- The exercise: Copy out all of the data below line for line, with no changes.

- Listed records:
- - - - - - -

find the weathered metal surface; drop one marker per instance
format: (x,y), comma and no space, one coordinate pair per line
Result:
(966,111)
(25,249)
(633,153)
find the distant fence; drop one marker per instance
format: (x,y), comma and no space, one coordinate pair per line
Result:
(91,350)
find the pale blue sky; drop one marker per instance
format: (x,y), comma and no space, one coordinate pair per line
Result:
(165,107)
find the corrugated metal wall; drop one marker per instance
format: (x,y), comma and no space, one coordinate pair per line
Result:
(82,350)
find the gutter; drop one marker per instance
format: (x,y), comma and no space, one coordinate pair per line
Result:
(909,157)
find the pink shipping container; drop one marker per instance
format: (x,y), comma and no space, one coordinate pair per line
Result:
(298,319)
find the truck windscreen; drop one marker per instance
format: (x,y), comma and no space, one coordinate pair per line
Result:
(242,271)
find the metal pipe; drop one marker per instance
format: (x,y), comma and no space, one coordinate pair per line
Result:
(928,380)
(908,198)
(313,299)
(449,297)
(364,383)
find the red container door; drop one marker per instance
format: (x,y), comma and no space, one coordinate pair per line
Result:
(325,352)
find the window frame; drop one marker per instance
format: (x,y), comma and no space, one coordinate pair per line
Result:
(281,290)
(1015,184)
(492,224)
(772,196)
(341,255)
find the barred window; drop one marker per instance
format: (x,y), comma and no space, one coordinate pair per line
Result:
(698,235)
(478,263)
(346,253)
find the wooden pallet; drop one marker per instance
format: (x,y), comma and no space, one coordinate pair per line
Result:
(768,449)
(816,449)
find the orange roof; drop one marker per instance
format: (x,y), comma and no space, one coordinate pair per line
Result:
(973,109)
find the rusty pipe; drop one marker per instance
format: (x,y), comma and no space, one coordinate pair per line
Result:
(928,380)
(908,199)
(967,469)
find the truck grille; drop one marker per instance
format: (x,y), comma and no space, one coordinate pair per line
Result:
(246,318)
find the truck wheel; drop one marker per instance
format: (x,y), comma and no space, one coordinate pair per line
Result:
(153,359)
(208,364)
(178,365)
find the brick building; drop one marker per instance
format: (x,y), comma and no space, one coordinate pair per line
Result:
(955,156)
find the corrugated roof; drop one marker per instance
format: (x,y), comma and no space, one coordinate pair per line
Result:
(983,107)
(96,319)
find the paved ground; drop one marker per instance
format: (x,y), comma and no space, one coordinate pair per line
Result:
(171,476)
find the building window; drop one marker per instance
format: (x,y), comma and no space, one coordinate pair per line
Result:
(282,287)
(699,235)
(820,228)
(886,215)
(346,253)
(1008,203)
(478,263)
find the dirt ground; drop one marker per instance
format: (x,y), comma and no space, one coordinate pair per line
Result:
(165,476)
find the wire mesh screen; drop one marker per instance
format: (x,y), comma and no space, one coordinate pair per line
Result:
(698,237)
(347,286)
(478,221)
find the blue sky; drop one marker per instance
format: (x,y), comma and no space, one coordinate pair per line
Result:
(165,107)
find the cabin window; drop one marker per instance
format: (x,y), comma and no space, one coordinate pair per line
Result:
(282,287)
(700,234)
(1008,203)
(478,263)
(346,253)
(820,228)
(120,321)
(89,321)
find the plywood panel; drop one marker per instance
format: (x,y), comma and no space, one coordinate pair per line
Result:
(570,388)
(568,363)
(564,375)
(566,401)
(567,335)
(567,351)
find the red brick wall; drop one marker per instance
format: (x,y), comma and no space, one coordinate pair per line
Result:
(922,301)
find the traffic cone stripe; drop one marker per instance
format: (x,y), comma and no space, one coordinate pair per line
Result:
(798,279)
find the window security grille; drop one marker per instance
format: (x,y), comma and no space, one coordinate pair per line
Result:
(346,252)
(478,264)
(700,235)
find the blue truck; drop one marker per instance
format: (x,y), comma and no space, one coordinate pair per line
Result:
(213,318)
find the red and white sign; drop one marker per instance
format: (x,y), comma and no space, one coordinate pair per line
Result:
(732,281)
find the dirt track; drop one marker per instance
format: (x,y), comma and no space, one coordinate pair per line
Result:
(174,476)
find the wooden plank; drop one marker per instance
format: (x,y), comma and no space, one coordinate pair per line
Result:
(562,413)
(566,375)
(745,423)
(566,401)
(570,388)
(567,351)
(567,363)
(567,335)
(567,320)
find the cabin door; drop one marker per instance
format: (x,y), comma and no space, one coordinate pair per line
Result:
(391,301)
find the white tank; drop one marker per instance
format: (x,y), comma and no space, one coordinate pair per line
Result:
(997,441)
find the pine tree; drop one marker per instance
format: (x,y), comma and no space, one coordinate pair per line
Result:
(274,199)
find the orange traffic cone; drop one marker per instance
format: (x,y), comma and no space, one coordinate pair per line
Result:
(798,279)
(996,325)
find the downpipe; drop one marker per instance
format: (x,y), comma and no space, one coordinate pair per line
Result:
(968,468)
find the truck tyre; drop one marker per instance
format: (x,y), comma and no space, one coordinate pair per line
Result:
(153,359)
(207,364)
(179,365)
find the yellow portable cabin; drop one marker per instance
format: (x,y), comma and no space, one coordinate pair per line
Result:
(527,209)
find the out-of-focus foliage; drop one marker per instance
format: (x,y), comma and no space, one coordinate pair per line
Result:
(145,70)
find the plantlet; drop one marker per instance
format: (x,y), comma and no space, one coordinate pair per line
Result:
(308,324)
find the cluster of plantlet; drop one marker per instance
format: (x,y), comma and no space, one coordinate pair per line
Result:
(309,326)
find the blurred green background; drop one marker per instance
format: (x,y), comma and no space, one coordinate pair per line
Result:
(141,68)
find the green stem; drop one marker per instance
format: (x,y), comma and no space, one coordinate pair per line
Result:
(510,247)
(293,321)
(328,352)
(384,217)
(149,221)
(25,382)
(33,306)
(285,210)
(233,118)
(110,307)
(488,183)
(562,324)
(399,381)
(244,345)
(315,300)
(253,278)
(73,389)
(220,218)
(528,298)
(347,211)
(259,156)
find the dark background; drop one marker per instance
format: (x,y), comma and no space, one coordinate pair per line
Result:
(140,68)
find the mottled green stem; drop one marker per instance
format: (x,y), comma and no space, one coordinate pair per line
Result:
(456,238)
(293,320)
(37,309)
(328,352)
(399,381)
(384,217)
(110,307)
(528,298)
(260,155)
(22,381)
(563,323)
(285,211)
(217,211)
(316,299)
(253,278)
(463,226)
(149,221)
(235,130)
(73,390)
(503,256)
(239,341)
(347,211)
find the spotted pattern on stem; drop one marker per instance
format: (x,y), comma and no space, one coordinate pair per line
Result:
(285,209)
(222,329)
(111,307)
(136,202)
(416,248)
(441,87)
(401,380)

- - - - - - -

- Task output:
find the weathered metal surface; drop one marker per instance
format: (x,y), comma and no space, one coordinate pair per line
Result:
(966,111)
(25,249)
(633,153)
find the distant fence; drop one marker per instance
format: (x,y), comma and no space, one coordinate pair per line
Result:
(91,350)
find the pale blue sky; drop one marker per instance
format: (x,y), comma and no space, one coordinate pair per line
Result:
(165,107)
find the corrugated metal wall; drop one marker per instance
format: (x,y), comma and no space, one coordinate pair per line
Result:
(82,350)
find the gutter; drop one marker per instance
format: (x,y), comma and no space, one coordinate pair per line
Result:
(909,157)
find the pink shipping container; drop one marker per instance
format: (x,y), comma and no space, one coordinate pair per line
Result:
(298,319)
find the truck windscreen; drop one marker per instance
format: (x,y), comma and no space, one coordinate pair per line
Result:
(242,271)
find the metal pipe; drop one marker per instance
format: (x,y), comma and no space, one coordinate pair per line
Result:
(928,380)
(908,198)
(313,299)
(449,297)
(364,383)
find the red container door; drop one marker per instance
format: (x,y), comma and no space, one coordinate pair per line
Result:
(325,352)
find the window frame; drop one marker per instance
format: (x,y), comma and no space, one coordinate pair per line
Result:
(281,290)
(1015,184)
(492,224)
(772,196)
(341,255)
find the barred window; drop one marker per instance
format: (x,y), comma and no space, one coordinate pair per line
Result:
(698,235)
(478,263)
(346,253)
find the wooden pallet; drop one marker per instance
format: (x,y), comma and no space, one coordinate pair per line
Result:
(768,449)
(816,449)
find the orange roof; drop one marker per instance
format: (x,y), comma and no space, one coordinate pair per line
Result:
(973,109)
find the rusty pipe; drop one marker per instance
format: (x,y), comma and no space, one coordinate pair per line
Result:
(928,380)
(908,199)
(967,469)
find the truck grille; drop one marker per instance
format: (x,y), comma and no space, one coordinate pair per line
Result:
(246,318)
find the truck wheel; drop one marker per instance
format: (x,y), comma and no space, one coordinate pair per line
Result:
(153,359)
(208,364)
(178,365)
find the brick building; drop one marker per instance
format: (x,y), comma and no space, one coordinate pair per line
Result:
(955,156)
find the corrugated roof; drop one marker per instance
format: (x,y), comma and no space, one coordinate pair per line
Result:
(983,107)
(96,319)
find the paved ground; drop one marker per instance
format: (x,y), comma and no space, one coordinate pair per line
Result:
(171,476)
find the building window; drop one marker per instance
format: (x,y), comma and no space, one coordinate pair per line
Result:
(282,287)
(699,235)
(820,228)
(886,215)
(346,253)
(1008,203)
(478,263)
find the dirt ground; drop one marker per instance
format: (x,y), comma and no space, one coordinate pair per line
Result:
(165,476)
find the wire mesh screen; drop one marker per instance
format: (x,y), comma and no space, one coordinate pair per line
Result:
(698,237)
(347,286)
(478,221)
find the blue sky; drop one marker per instance
format: (x,y), comma and no space, one coordinate pair per line
Result:
(165,107)
find the cabin window; drop one marker per instance
format: (x,y), comma and no space, one coordinate pair per line
Result:
(282,287)
(700,234)
(1008,203)
(478,263)
(346,253)
(820,228)
(120,321)
(89,321)
find the plywood panel; drop one marker per instance
format: (x,y), comma and no space, one coordinate pair per line
Result:
(570,388)
(568,363)
(564,375)
(566,401)
(567,335)
(567,351)
find the red brick wall; drop one marker per instance
format: (x,y), comma and no space, one coordinate pair per line
Result:
(922,301)
find the traffic cone stripe; drop one marker per instance
format: (x,y), comma and no space, one coordinate pair per line
Result:
(798,279)
find the window security grille; drop one marker per instance
format: (x,y), comma and no space, one coordinate pair per line
Result:
(346,252)
(478,264)
(700,235)
find the blue truck; drop one marker per instance
format: (x,y), comma and no space, one coordinate pair per line
Result:
(213,318)
find the red and white sign; drop one marker per instance
format: (x,y), comma and no space, one coordinate pair per line
Result:
(732,281)
find the dirt track; drop one marker per instance
format: (x,y), comma and no space, one coordinate pair per line
Result:
(174,476)
find the wooden plank; drop one marker per instance
format: (x,y), comma and no space, one coordinate pair per line
Result:
(562,413)
(566,375)
(745,423)
(566,401)
(570,388)
(567,351)
(567,363)
(567,335)
(567,320)
find the cabin door; drop one marker per instance
format: (x,y), comma and no space, one coordinate pair per line
Result:
(391,301)
find the white tank; drop one marker per instance
format: (x,y), comma and no space, one coordinate pair per line
Result:
(997,441)
find the pine tree; drop one marker per instance
format: (x,y), comma and no space, one coordinate pair per line
Result:
(274,199)
find the orange traffic cone; drop one marker per instance
format: (x,y), comma and no space, one coordinate pair per line
Result:
(798,279)
(996,325)
find the downpipe; drop one marker per instance
format: (x,y), comma and no space, one coordinate pair per line
Result:
(968,468)
find the truck tyre; drop one marker per instance
format: (x,y), comma and no space, one coordinate pair per line
Result:
(153,359)
(207,364)
(179,365)
find the yellow portable cabin; drop one marker per instance
format: (x,y), comma and no space, one coordinate pair per line
Result:
(527,209)
find the out-of-focus foliage; drop one marker per instance
format: (x,y), comma and no space, one coordinate pair per line
Result:
(145,70)
find the plantlet; drop one marker per instance
format: (x,y), comma and no space, one coordinate pair per line
Result:
(308,324)
find the cluster of plantlet; drop one marker per instance
format: (x,y), comma and no space, one coordinate pair per line
Result:
(309,326)
find the blurred green background; drop one marker per instance
format: (x,y), comma and no space, one coordinate pair per line
Result:
(141,68)
find the green stem; drop one marker per instance
format: (x,y), comma and no space, one coordinate pair per line
Result:
(510,247)
(293,321)
(328,352)
(384,217)
(149,221)
(25,382)
(33,306)
(285,210)
(233,118)
(110,307)
(488,183)
(562,324)
(399,381)
(244,345)
(315,300)
(253,278)
(73,389)
(220,218)
(528,298)
(347,211)
(259,156)
find the dark background; drop one marker per instance
format: (x,y), comma and no space, one coordinate pair per line
Result:
(140,68)
find the mottled green stem; drop one marker per instance
format: (x,y), comma and no space, one coordinate pair per line
Result:
(456,238)
(293,320)
(37,309)
(328,352)
(399,381)
(384,217)
(110,307)
(528,298)
(260,155)
(22,381)
(563,323)
(285,211)
(217,211)
(316,299)
(253,278)
(463,226)
(149,221)
(235,130)
(73,390)
(503,256)
(239,341)
(347,211)
find the spotted pattern on stem; drop one marker per instance
format: (x,y), comma and no space, one coordinate pair per line
Result:
(285,209)
(222,329)
(111,307)
(136,202)
(416,248)
(441,87)
(401,380)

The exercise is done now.